▶ Written instruction A:
Using the film review below, state whether each statement agrees with it: (i) the film's budget was over $50 million; (ii) Caleb Landry Jones plays Jonathan Harker; (iii) Christoph Waltz plays a Priest. Give yes or no for each, with the deciding words of the review quoted.

Director Luc Besson's new take on DRACULA is a big budget, sweeping horror spectacle that's far better than I expected it to be. It deserved a bigger audience in theaters.

An interesting cast, beautiful photography and more than a subtle reverence for Francis Ford Coppola's 1992 take make this a surprisingly stunning film.

Besson has, at his best, always been one of my favorite French filmmakers, with his films oozing his unique visual style. "The Fifth Element", "La Femme Nikita"and his underappreciated "Valerian and the City of a Thousand Planets" all have enough visual flair for ten films. He brings that same sensibility to his take on the Bram Stoker classic.

Leaning in hard on the film as a love story, just as Coppola did, Besson roots his tale in an undying love that crosses many centuries.

The film opens with the brash 15th century Prince Vlad (a fascinating Caleb Landry Jones) madly in love with his Queen Elisabeta (Zoe Bleu). They make love, drink, make love again, drink some more. His senior soldiers have to break in and drag him off to war. But before Vlad leaves, he swears to the Priest in his castle that, at all costs, God must protect Elisabeta.

Besson then drops us into a beautifully staged, massive battle with armored knights on horseback across snowy fields. When Vlad gets word that forces have attacked the Queen's carriage, he rushes off at full speed, galloping toward his fate as Dracula.

I kept wondering what the film's budget was (over $50 million) because it looks absolutely rich, stunning and dripping in period detail. Besson does not disappoint.

The film then moves ahead to the story we are all too familiar with. That familiarity came with me when viewing the film. Did I really need to see another version? I hesitated, thinking I knew the story too well, but fascinated to see what a truly visionary director brought to it.

Besson wraps every setting in lush detail. As Dracula takes a home in a perfectly foreboding castle and Jonathan Harker (a rather bland Ewens Abid) arrives at Dracula's lair, I forgot all about the familiar. Besson presents magic and powers that meet Harker's every turn. When the centuries old Count Dracula arrives to greet Harker, it's a direct and honorable homage to Gary Oldman's superb Count in Coppola's classic. Shadows play, doors move, the Count seems to be at the top of the stairs one moment and at Harker's side the next.

Jones's makeup as the Count is fantastic, ancient, his white hair wrapped up into a Geisha style that seems three times larger than his head. It makes Oldman's famous hairdo seem tame by comparison. Gone is Jones young, enthusiastic voice that teased his young Queen. He now possesses a deep, disturbing baritone that terrifies and seems to drip danger, gravitas and lust.

Once the Count sees a picture of Harker's fiance Mina, the old vampire is filled with overwhelming desire to reunite with his love Elisabeta, reincarnated in the young form of Mina.

Christoph Waltz (Inglorious Basterds,Django Unchained) is having a very good time here as a Priest whose order has been on Dracula's trail for centuries. Waltz is always so good at creating powerful, complex characters with huge splashes of humor. His Priest is no exception.

▶ Written instruction B:
Please locate every line of the listing below that contains the word "pointed".

▶ Records to process:
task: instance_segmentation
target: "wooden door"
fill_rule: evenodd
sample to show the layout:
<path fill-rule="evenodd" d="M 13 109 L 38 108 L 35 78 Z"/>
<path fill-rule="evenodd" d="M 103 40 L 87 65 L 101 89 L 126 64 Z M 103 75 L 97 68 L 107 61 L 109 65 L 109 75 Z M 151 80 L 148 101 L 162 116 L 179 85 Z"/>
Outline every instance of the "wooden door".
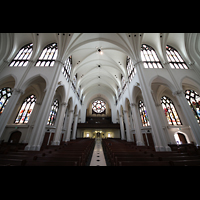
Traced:
<path fill-rule="evenodd" d="M 45 133 L 41 149 L 44 149 L 47 146 L 47 142 L 49 140 L 49 135 L 50 135 L 50 132 Z"/>
<path fill-rule="evenodd" d="M 62 133 L 62 135 L 61 135 L 61 138 L 60 138 L 60 144 L 62 144 L 63 137 L 64 137 L 64 133 Z"/>
<path fill-rule="evenodd" d="M 145 144 L 145 146 L 148 146 L 145 133 L 143 133 L 142 135 L 143 135 L 143 139 L 144 139 L 144 144 Z"/>
<path fill-rule="evenodd" d="M 151 133 L 147 133 L 147 139 L 149 142 L 149 146 L 154 147 L 153 137 Z"/>
<path fill-rule="evenodd" d="M 187 140 L 185 138 L 185 135 L 178 133 L 178 137 L 179 137 L 180 141 L 182 142 L 182 144 L 187 144 Z"/>
<path fill-rule="evenodd" d="M 10 135 L 10 138 L 8 140 L 8 143 L 14 143 L 17 144 L 19 143 L 20 137 L 21 137 L 22 133 L 20 131 L 15 131 Z"/>
<path fill-rule="evenodd" d="M 48 145 L 51 145 L 51 142 L 53 141 L 53 137 L 54 137 L 54 133 L 51 133 L 51 138 L 49 140 L 49 144 Z"/>

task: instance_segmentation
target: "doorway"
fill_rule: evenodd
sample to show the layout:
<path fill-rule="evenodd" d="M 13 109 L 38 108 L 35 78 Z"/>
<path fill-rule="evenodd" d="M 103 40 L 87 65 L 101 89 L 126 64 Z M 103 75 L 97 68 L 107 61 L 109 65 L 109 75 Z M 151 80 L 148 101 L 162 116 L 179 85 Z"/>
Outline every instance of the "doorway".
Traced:
<path fill-rule="evenodd" d="M 174 138 L 176 140 L 177 144 L 187 144 L 187 138 L 185 136 L 185 134 L 177 132 L 174 134 Z"/>
<path fill-rule="evenodd" d="M 11 133 L 8 143 L 14 143 L 14 144 L 19 143 L 21 135 L 22 135 L 22 133 L 20 131 L 15 131 L 15 132 Z"/>

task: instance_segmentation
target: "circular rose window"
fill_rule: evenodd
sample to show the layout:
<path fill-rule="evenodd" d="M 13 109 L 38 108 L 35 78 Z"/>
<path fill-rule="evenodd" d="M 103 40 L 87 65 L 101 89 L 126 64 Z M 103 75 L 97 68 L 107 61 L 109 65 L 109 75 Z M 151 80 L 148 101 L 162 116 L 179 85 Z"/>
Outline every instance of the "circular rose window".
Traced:
<path fill-rule="evenodd" d="M 92 104 L 92 110 L 95 113 L 103 113 L 106 110 L 106 103 L 101 100 L 96 100 Z"/>

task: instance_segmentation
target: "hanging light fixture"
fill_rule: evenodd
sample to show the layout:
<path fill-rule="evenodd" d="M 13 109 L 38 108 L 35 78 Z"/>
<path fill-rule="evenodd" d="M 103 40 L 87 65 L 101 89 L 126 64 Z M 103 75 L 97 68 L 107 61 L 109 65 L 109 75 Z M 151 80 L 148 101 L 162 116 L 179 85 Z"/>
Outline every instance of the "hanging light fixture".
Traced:
<path fill-rule="evenodd" d="M 97 48 L 97 53 L 103 55 L 103 51 L 101 50 L 101 47 L 96 47 Z"/>

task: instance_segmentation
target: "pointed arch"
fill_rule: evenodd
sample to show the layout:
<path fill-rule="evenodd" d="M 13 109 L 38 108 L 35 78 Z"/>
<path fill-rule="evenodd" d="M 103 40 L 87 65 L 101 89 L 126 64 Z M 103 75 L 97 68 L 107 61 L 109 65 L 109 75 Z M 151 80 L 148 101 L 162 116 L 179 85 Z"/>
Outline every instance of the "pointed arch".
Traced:
<path fill-rule="evenodd" d="M 147 44 L 141 46 L 141 59 L 144 68 L 163 68 L 156 51 Z"/>
<path fill-rule="evenodd" d="M 172 46 L 166 46 L 166 56 L 172 69 L 189 69 L 180 53 Z"/>
<path fill-rule="evenodd" d="M 58 55 L 58 46 L 57 43 L 48 44 L 40 54 L 37 62 L 35 63 L 36 67 L 53 67 L 55 60 Z"/>
<path fill-rule="evenodd" d="M 31 58 L 33 53 L 33 43 L 26 44 L 23 46 L 13 60 L 10 62 L 10 67 L 25 67 Z"/>
<path fill-rule="evenodd" d="M 15 124 L 28 123 L 30 116 L 33 112 L 36 101 L 37 101 L 37 98 L 34 94 L 31 94 L 24 99 L 21 105 L 21 108 L 17 114 L 17 117 L 14 121 Z"/>
<path fill-rule="evenodd" d="M 161 97 L 160 102 L 165 112 L 168 124 L 174 126 L 182 125 L 173 101 L 169 97 L 163 96 Z"/>

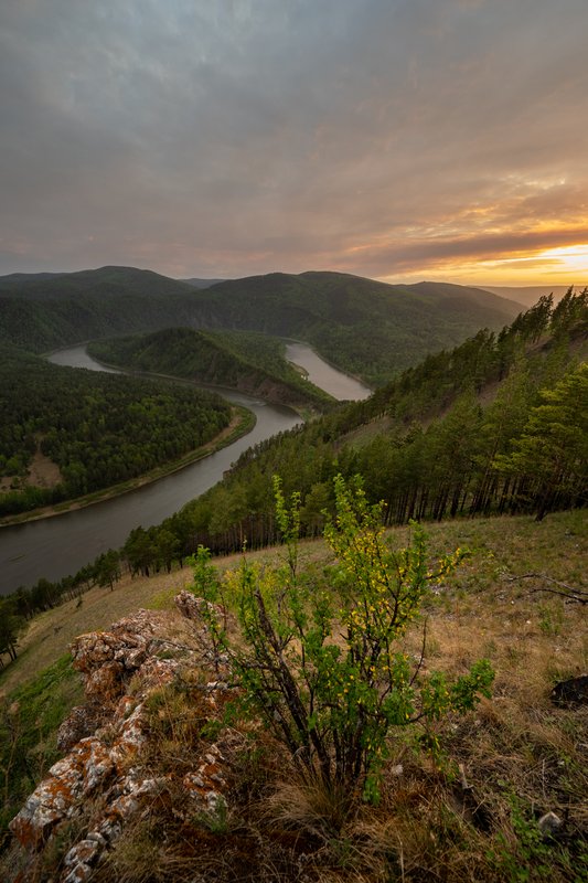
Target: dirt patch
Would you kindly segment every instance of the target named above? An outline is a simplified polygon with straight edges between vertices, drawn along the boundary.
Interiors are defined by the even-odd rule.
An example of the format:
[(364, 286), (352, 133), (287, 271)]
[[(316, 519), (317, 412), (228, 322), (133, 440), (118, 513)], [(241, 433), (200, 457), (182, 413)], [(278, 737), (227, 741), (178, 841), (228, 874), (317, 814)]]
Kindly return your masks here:
[(38, 488), (55, 488), (61, 480), (62, 474), (57, 464), (38, 449), (29, 467), (29, 477), (25, 483)]

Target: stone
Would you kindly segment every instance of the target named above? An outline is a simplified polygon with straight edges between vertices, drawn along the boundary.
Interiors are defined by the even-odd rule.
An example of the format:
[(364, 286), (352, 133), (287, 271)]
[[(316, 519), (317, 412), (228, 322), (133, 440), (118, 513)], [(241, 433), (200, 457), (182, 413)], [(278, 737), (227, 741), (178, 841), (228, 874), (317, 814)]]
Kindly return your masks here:
[[(58, 842), (60, 826), (76, 820), (79, 839), (52, 883), (92, 880), (125, 827), (149, 811), (153, 797), (165, 789), (177, 794), (180, 787), (196, 809), (213, 809), (224, 800), (227, 765), (217, 744), (207, 745), (200, 756), (196, 753), (192, 772), (186, 774), (183, 767), (178, 777), (168, 770), (158, 776), (150, 755), (143, 755), (150, 736), (146, 700), (153, 690), (171, 683), (180, 670), (178, 660), (158, 657), (162, 646), (173, 647), (173, 641), (162, 637), (169, 620), (167, 614), (139, 610), (108, 631), (83, 635), (72, 645), (88, 704), (73, 709), (62, 724), (60, 746), (67, 754), (53, 764), (10, 823), (28, 853), (24, 863), (33, 866), (47, 841)], [(197, 632), (191, 639), (195, 645)], [(190, 648), (183, 646), (182, 652), (185, 666)], [(192, 653), (194, 664), (202, 655), (195, 646)], [(212, 719), (222, 713), (229, 690), (226, 680), (206, 683), (203, 678), (202, 685), (193, 689), (201, 691)]]
[(554, 705), (587, 705), (588, 704), (588, 674), (559, 681), (552, 690)]

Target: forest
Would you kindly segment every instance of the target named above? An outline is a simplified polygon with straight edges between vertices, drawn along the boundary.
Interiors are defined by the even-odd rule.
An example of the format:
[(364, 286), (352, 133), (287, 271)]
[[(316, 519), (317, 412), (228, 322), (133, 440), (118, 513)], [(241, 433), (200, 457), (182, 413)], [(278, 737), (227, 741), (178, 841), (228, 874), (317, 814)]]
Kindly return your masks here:
[[(210, 442), (231, 419), (213, 393), (164, 381), (0, 353), (0, 515), (81, 497), (148, 472)], [(58, 467), (51, 487), (28, 483), (42, 455)]]
[[(588, 290), (543, 297), (498, 334), (479, 331), (351, 403), (249, 448), (225, 479), (160, 525), (135, 528), (58, 583), (40, 579), (2, 604), (11, 634), (35, 611), (126, 570), (171, 572), (204, 545), (214, 554), (278, 541), (272, 476), (300, 492), (300, 533), (318, 536), (333, 478), (362, 477), (386, 524), (534, 513), (588, 500)], [(84, 373), (84, 372), (74, 372)], [(6, 620), (9, 621), (8, 618)], [(7, 626), (8, 628), (8, 626)]]
[(334, 404), (286, 361), (282, 341), (253, 331), (169, 328), (93, 341), (87, 350), (95, 359), (126, 370), (229, 386), (293, 407), (324, 411)]
[[(162, 525), (180, 550), (277, 540), (271, 476), (302, 494), (304, 535), (332, 512), (332, 479), (360, 474), (387, 524), (585, 506), (588, 490), (588, 291), (549, 297), (498, 336), (481, 331), (365, 402), (242, 455), (226, 479)], [(125, 546), (158, 566), (157, 529)], [(137, 550), (140, 550), (137, 552)]]

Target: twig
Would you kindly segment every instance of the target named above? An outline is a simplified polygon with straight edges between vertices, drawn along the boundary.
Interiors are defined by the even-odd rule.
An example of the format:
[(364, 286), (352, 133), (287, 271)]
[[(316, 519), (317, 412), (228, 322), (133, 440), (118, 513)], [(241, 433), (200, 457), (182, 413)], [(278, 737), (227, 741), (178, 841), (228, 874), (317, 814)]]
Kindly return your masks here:
[(533, 595), (535, 592), (549, 592), (552, 595), (559, 595), (563, 598), (567, 598), (567, 600), (577, 602), (578, 604), (588, 604), (588, 592), (574, 588), (574, 586), (569, 586), (567, 583), (560, 583), (559, 579), (554, 579), (552, 576), (546, 576), (544, 573), (523, 573), (521, 576), (506, 576), (505, 579), (507, 583), (515, 583), (518, 579), (545, 579), (547, 583), (553, 583), (566, 591), (559, 592), (556, 588), (539, 586), (538, 588), (532, 588), (528, 594)]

▶ Written reply A:
(i) Yes: "I kept wondering what the film's budget was (over $50 million)"
(ii) No: "Jonathan Harker (a rather bland Ewens Abid)"
(iii) Yes: "is having a very good time here as a Priest whose order has been on Dracula's trail for centuries"

▶ Written reply B:
target: "pointed arch"
Outline every instance of the "pointed arch".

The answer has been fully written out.